Ab der Pubertät wurde der Körper unserer Kolumnistin in geil oder hässlich kategorisiert wie ein Sneaker. Bis heute ringt sie mit ihrem Selbstbild.

Verschlungen wie die Luftwurzeln einer Monsterapflanze Foto: Kain Karawahn/fotofinder

G erade bin ich mal wieder in einer Phase meines Zyklus, in der mein Body mir zu viel vorkommt. Ich habe PMS (Prämenstruelles Syndrom), was bei mir dazu führt, dass ich Wuteinlagerungen kriege. Zwei, drei Kilo mehr sind keine Seltenheit, wobei ich schon länger nicht mehr auf die Waage gehe, es macht sich ja auch so bemerkbar. Ich habe ein ambivalentes Verhältnis zum Körperlichen seit meiner Pubertät. Als sich bei mir die Brüste entwickelten, trug ich nur noch Latzhose und schnitt mir die Haare ab. Ich wollte unter keinen Umständen zur Frau werden, denn dort, wo ich aufwuchs, hieß Weiblichsein: Schluss mit den Abenteuern, bei denen ich die Anführerin bin.

Auszüge aus dem Datensatz
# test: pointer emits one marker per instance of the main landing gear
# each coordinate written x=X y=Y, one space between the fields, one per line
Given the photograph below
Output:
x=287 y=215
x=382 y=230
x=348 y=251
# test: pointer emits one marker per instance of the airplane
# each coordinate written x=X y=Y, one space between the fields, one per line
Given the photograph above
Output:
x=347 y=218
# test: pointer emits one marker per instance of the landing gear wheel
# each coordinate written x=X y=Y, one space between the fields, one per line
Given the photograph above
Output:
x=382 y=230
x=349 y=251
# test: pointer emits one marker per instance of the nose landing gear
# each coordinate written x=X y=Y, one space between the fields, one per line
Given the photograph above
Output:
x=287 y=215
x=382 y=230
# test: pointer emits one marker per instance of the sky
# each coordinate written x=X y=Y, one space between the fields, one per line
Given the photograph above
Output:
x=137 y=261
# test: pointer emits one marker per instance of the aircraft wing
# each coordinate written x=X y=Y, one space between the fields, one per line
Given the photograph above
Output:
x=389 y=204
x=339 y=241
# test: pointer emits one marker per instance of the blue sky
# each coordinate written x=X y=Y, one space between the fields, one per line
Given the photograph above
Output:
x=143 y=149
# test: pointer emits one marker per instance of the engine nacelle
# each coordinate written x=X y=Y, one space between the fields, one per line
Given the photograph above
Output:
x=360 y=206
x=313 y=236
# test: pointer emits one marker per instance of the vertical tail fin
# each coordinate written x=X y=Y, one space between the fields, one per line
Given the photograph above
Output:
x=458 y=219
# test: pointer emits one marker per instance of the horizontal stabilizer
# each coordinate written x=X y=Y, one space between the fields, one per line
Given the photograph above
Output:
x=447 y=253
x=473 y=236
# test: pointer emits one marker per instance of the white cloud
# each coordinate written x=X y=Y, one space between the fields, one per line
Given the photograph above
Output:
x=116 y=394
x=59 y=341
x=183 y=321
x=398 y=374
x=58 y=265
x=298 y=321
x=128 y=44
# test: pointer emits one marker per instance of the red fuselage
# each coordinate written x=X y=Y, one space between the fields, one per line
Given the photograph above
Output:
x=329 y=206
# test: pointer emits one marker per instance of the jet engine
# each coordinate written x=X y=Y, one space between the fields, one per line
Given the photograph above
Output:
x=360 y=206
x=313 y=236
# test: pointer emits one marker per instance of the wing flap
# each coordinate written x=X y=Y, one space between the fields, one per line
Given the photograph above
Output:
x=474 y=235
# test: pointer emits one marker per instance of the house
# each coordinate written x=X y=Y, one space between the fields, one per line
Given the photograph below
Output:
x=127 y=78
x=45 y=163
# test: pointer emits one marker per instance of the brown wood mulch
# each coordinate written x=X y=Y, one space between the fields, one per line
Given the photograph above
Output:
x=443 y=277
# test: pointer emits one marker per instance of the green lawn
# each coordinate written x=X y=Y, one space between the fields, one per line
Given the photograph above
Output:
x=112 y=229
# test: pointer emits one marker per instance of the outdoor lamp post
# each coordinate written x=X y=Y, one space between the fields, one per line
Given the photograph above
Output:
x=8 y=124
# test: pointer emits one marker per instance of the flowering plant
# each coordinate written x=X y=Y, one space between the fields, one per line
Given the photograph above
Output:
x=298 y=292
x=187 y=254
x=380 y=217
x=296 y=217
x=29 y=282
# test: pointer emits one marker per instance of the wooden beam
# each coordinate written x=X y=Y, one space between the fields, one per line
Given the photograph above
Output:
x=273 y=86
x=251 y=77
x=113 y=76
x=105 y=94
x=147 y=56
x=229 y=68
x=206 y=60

*Zu erledigen*:
a. Gib aus der Kolumne den Abschnitt wortgetreu zurück, der bei „G erade bin“ beginnt und bei „die Anführerin bin.“ endet.
b. Fasse den Absatz der Kolumne, der mit „Ab der Pubertät wurde“ beginnt, als kurze Stichpunktliste zusammen und behalte dabei seine wesentlichen Aussagen bei.
Die Zeilen sind hierfür ohne Bedeutung.

*Die Antworten*:
a.
G erade bin ich mal wieder in einer Phase meines Zyklus, in der mein Body mir zu viel vorkommt. Ich habe PMS (Prämenstruelles Syndrom), was bei mir dazu führt, dass ich Wuteinlagerungen kriege. Zwei, drei Kilo mehr sind keine Seltenheit, wobei ich schon länger nicht mehr auf die Waage gehe, es macht sich ja auch so bemerkbar. Ich habe ein ambivalentes Verhältnis zum Körperlichen seit meiner Pubertät. Als sich bei mir die Brüste entwickelten, trug ich nur noch Latzhose und schnitt mir die Haare ab. Ich wollte unter keinen Umständen zur Frau werden, denn dort, wo ich aufwuchs, hieß Weiblichsein: Schluss mit den Abenteuern, bei denen ich die Anführerin bin.

b.
- Seit der Pubertät wurde der Körper der Kolumnistin wie ein Sneaker als geil oder hässlich eingeordnet.
- Bis heute ringt sie mit ihrem Selbstbild.